**PROVIDED RECORDS**
—————
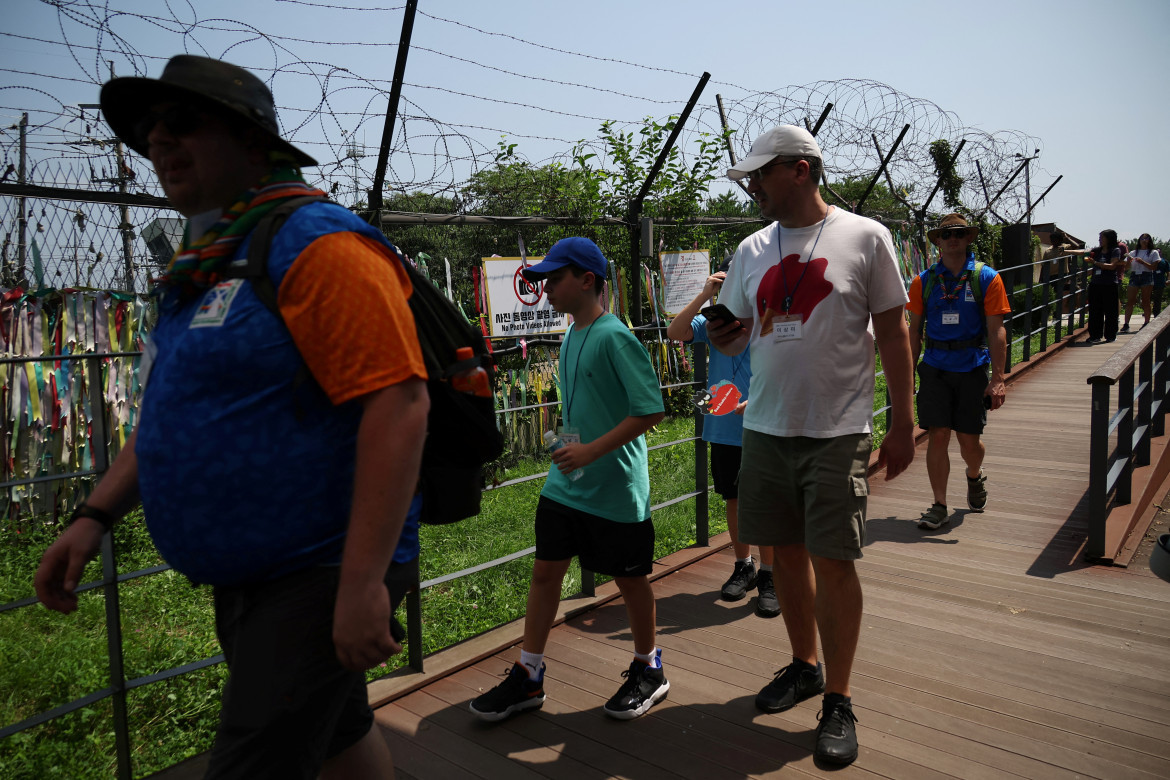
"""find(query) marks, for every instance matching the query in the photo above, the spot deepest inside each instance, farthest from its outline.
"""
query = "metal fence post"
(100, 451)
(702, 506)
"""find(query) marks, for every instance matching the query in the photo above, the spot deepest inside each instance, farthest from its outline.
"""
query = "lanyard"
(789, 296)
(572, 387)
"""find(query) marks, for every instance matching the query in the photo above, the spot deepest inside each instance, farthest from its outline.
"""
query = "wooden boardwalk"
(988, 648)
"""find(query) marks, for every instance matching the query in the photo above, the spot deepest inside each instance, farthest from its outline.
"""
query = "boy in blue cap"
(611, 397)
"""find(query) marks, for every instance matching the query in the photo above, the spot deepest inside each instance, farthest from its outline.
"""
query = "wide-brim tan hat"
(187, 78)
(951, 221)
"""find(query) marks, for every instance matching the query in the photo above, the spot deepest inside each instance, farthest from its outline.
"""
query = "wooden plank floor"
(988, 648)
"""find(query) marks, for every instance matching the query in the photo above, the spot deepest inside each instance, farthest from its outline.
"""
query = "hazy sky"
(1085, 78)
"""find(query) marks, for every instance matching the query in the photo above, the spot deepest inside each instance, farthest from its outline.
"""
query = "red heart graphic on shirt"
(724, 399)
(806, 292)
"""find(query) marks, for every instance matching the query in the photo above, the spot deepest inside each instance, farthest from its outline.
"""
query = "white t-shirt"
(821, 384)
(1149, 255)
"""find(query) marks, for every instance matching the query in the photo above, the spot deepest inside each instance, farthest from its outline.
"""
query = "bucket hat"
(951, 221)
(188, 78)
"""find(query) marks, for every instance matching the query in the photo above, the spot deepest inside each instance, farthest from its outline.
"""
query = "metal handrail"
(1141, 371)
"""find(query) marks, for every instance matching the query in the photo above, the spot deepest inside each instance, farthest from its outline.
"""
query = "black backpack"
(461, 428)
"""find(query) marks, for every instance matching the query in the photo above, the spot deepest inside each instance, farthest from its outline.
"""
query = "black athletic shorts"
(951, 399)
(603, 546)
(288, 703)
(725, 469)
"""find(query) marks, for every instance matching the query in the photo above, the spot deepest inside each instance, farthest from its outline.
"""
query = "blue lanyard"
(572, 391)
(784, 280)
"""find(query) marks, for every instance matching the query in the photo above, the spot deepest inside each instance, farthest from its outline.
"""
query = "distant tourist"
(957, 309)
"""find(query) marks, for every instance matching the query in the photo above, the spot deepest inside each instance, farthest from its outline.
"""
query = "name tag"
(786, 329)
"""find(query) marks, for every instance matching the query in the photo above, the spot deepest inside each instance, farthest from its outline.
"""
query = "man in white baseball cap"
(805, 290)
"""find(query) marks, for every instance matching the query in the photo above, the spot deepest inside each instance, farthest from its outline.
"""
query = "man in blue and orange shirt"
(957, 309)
—————
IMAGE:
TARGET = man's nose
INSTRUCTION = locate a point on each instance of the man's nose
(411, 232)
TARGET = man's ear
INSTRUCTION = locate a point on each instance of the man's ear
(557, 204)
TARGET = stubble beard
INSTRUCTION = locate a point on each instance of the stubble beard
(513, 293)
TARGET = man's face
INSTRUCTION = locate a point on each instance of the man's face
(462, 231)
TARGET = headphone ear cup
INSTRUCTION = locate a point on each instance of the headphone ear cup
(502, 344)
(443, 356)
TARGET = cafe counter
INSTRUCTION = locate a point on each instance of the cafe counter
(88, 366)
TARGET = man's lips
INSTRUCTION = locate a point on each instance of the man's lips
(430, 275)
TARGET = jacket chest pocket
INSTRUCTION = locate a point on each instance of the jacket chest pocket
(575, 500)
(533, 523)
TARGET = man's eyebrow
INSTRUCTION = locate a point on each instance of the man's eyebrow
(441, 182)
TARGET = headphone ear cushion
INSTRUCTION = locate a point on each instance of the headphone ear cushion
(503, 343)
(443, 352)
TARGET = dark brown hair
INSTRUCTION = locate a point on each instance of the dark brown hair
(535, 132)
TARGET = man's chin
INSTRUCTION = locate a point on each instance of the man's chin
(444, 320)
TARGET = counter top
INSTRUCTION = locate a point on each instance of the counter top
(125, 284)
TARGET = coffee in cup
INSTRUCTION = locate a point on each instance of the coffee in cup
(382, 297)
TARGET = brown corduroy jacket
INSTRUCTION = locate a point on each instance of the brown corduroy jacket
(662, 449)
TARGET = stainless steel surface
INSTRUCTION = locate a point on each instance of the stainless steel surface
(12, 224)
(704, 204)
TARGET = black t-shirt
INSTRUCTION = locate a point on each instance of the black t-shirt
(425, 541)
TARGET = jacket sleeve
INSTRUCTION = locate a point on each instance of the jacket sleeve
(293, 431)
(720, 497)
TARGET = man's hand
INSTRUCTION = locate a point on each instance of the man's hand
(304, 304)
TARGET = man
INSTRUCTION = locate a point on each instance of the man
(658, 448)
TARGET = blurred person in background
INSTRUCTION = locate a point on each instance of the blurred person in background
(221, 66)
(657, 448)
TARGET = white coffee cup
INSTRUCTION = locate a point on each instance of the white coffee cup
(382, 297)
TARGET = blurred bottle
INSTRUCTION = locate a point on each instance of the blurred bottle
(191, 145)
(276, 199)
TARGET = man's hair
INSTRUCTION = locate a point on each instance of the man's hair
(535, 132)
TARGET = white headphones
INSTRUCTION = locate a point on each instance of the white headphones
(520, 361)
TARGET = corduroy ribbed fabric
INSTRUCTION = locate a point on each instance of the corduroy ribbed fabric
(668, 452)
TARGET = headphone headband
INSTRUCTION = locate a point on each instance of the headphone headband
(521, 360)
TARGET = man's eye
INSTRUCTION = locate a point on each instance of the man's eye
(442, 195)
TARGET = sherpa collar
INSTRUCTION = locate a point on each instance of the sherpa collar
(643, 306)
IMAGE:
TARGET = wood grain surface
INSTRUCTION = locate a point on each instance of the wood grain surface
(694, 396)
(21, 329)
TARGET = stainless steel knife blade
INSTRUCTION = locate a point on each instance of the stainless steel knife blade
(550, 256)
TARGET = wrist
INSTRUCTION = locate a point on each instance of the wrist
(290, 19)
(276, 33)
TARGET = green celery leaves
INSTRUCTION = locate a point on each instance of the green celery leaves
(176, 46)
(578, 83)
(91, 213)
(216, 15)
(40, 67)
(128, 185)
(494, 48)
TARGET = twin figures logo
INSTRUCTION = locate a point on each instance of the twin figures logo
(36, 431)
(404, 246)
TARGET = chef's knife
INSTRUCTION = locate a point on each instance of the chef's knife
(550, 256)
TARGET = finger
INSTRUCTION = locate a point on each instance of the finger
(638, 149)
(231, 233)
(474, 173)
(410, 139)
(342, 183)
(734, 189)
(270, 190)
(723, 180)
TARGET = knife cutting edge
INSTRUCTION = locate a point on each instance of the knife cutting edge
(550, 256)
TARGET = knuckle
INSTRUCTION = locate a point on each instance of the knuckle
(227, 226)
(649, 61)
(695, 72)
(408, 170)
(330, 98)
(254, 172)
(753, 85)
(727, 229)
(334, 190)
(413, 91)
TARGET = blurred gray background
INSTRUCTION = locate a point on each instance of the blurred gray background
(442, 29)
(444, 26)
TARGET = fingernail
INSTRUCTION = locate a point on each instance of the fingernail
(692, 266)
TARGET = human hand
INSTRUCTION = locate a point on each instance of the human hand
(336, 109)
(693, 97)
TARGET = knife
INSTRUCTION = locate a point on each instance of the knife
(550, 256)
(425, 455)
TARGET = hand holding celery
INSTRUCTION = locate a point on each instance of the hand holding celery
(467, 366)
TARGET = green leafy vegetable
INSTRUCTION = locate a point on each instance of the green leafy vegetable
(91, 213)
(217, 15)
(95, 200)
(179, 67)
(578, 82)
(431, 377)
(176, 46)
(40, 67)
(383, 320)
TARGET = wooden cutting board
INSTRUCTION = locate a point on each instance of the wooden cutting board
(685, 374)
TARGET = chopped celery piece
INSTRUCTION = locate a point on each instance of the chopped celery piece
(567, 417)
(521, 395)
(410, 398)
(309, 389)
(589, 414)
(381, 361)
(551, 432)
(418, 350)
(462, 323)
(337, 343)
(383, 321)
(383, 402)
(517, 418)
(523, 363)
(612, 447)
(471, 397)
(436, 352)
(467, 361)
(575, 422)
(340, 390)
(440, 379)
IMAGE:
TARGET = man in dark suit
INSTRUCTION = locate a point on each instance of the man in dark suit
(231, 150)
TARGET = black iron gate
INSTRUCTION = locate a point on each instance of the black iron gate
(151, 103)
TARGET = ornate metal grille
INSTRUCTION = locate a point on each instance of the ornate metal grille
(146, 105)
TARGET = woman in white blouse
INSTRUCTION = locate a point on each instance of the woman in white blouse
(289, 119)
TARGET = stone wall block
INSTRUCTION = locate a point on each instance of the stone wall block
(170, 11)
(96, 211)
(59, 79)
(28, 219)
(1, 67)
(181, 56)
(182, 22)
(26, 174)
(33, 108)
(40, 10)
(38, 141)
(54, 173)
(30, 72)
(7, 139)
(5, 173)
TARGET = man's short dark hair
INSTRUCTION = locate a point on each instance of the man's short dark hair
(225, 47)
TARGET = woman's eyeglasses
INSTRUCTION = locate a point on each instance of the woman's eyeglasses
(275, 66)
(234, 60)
—————
**YOUR OBJECTIVE**
Look back at the data above. Transcribe exactly the lines starting at the line that contains "TARGET = fingernail" and ending at the line that contains "TARGET = black iron gate".

**ANSWER SECTION**
TARGET = fingernail
INSTRUCTION = locate a point on each instance of the fingernail
(692, 266)
TARGET = human hand
INSTRUCTION = locate a point on each instance of the human hand
(336, 109)
(693, 97)
TARGET = knife
INSTRUCTION = locate a point on each instance of the knife
(550, 256)
(425, 455)
TARGET = hand holding celery
INSTRUCTION = locate a point on each instance of the hand holding celery
(467, 366)
TARGET = green leafy vegetable
INSTRUCTION = locate a point on each instance of the green leafy vegetable
(91, 213)
(217, 15)
(95, 200)
(179, 67)
(578, 82)
(431, 377)
(176, 46)
(40, 67)
(383, 320)
TARGET = wooden cutting board
INSTRUCTION = locate a point on each instance of the wooden cutting board
(685, 374)
TARGET = chopped celery piece
INSTRUCTION = locate a point on each instance of the chopped celery piece
(567, 417)
(521, 395)
(410, 398)
(309, 389)
(589, 414)
(381, 361)
(551, 432)
(418, 350)
(462, 323)
(337, 343)
(383, 321)
(383, 402)
(517, 418)
(523, 363)
(612, 447)
(471, 397)
(436, 352)
(467, 361)
(575, 422)
(340, 390)
(440, 379)
IMAGE:
TARGET = man in dark suit
INSTRUCTION = locate a point on each instance of the man in dark suit
(231, 150)
TARGET = black iron gate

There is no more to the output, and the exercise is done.